■ INPUT MATERIAL ■
+ + + + +
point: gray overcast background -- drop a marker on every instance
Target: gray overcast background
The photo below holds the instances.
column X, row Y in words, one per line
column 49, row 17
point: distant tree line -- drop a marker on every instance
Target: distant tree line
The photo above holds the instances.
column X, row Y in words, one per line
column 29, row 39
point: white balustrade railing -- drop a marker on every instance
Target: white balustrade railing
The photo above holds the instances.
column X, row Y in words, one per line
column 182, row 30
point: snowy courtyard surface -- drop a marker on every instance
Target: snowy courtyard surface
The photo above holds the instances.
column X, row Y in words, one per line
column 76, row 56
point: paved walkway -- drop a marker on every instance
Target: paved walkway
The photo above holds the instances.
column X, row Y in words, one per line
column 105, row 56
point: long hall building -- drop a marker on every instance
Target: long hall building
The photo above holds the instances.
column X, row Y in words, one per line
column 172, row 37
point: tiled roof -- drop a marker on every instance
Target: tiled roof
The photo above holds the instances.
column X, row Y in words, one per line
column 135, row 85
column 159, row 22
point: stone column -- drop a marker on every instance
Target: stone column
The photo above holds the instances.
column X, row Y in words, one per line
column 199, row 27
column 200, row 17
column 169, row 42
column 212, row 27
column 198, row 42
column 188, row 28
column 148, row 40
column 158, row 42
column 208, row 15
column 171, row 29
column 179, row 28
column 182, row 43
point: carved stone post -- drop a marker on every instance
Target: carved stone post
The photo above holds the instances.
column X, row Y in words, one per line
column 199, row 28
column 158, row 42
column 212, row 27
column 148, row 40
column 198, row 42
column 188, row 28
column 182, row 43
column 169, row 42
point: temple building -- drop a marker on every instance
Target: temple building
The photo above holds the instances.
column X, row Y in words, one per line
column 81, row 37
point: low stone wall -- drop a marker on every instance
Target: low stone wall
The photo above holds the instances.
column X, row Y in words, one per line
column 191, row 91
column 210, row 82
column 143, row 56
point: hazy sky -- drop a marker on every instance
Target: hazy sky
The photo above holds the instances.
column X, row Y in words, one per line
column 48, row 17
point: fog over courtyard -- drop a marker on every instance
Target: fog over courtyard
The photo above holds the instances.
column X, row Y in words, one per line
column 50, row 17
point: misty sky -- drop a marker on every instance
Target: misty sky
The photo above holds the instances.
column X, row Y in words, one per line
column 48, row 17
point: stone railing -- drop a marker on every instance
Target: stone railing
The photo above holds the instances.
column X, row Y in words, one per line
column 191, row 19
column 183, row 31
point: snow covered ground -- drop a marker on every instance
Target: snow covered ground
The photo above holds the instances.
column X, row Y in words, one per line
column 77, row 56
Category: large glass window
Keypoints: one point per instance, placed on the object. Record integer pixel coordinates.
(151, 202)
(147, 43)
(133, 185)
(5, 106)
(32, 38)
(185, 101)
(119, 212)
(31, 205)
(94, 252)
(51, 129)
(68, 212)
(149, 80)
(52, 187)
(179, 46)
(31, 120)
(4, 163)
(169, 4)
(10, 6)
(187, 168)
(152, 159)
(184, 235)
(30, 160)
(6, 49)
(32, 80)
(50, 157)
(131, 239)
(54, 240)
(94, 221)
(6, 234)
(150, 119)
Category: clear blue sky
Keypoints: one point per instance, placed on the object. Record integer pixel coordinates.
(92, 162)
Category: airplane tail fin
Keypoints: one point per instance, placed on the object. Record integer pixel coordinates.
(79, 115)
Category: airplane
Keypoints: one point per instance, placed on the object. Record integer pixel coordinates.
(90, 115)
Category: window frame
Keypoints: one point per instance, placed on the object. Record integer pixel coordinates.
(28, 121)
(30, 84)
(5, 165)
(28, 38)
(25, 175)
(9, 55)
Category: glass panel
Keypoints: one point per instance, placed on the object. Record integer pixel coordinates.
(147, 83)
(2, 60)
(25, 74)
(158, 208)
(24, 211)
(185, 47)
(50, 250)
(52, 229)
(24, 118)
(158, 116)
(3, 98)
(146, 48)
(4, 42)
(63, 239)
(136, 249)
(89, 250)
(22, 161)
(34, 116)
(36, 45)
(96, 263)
+ + + + +
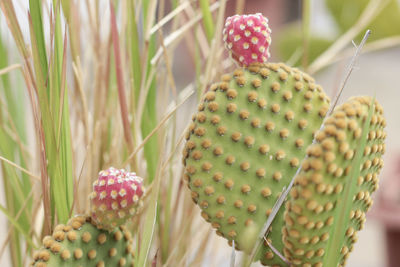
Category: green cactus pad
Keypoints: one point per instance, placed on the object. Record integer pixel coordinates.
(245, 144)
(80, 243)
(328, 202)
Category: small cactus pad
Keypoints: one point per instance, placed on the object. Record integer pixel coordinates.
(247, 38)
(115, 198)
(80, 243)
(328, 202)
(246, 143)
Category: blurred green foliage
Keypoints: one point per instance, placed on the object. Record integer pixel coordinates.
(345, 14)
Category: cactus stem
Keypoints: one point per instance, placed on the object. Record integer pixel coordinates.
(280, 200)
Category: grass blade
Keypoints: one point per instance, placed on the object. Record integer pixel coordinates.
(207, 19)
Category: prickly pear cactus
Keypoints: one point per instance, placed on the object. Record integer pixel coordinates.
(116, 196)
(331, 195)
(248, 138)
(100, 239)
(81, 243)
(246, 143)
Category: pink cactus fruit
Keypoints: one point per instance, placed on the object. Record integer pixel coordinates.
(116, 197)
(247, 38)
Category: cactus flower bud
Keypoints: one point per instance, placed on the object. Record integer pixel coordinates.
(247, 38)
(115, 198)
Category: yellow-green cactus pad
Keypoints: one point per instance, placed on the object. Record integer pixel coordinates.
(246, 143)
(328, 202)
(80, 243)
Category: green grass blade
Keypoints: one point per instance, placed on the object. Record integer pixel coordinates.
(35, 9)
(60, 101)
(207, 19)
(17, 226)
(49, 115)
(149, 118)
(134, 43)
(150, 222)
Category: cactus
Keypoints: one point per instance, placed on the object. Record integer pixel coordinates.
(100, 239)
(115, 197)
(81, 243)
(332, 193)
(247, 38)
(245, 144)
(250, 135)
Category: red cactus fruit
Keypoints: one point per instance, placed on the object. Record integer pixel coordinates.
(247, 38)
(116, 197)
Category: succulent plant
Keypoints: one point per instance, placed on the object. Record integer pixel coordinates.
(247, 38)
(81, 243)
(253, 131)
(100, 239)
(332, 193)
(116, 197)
+ + + + +
■ WORK TASK ■
Please list every line of the records that contains "snowy".

■ EXERCISE RESULT ■
point: snowy courtyard surface -- drop a marker on every instance
Target: snowy courtyard surface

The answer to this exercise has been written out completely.